YOUR TASK
Below is a set of records; reproduce them exactly without their pictures.

[Free-text object descriptions]
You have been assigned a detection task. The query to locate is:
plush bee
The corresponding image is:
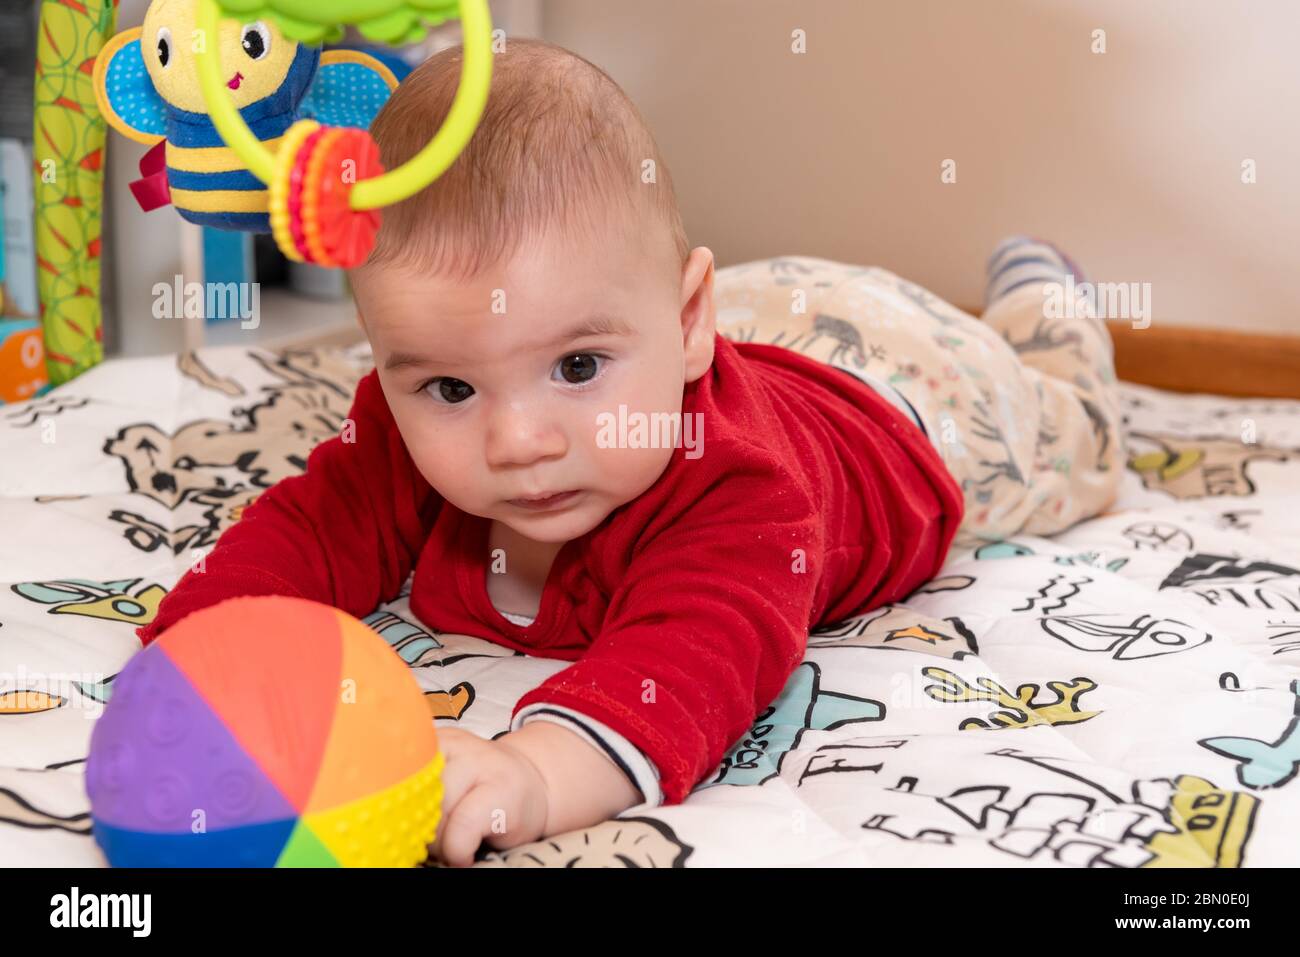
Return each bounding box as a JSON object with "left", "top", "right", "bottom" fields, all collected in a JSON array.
[{"left": 94, "top": 0, "right": 398, "bottom": 231}]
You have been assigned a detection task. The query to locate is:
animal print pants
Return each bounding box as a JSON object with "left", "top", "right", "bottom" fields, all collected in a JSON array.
[{"left": 712, "top": 249, "right": 1126, "bottom": 551}]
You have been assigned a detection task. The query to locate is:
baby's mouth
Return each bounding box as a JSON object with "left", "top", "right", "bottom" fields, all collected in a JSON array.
[
  {"left": 508, "top": 490, "right": 580, "bottom": 511},
  {"left": 228, "top": 72, "right": 244, "bottom": 90}
]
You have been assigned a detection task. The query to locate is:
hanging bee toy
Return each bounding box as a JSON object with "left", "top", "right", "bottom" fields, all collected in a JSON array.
[{"left": 94, "top": 0, "right": 492, "bottom": 268}]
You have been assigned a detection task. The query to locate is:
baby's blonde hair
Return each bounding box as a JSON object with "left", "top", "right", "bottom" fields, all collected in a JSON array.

RESULT OF THE TASK
You have been assigned a detection task. The query to locate is:
plush bee
The corresponding image is:
Return each bounding box as a JSON object with "left", "top", "right", "bottom" fields, all collected in a JSON array.
[{"left": 94, "top": 0, "right": 398, "bottom": 231}]
You have been assigned a detection task. The query to locate is:
animal print pants
Return each bounding box as a JSON object with "left", "top", "right", "bottom" fields, all collected in a JSON array.
[{"left": 712, "top": 249, "right": 1126, "bottom": 551}]
You have been assigned a detection task. The query to locate is:
baby's mouth
Return each bounding box as a JSON object with "left", "top", "right", "bottom" fields, all collected in a JSON array.
[
  {"left": 508, "top": 490, "right": 580, "bottom": 511},
  {"left": 228, "top": 72, "right": 244, "bottom": 90}
]
You have been assigned a detection task. The query to locate is:
hanging bee toy
Return each bounding box as a JSON object with "left", "top", "right", "bottom" fields, all collected in a JSON array.
[{"left": 94, "top": 0, "right": 492, "bottom": 268}]
You have been assigned a detection task. The query to locate is:
baby's blonde hair
Return each bounding box as a JSON object with "left", "top", "right", "bottom" fields, all collected in a JSON array.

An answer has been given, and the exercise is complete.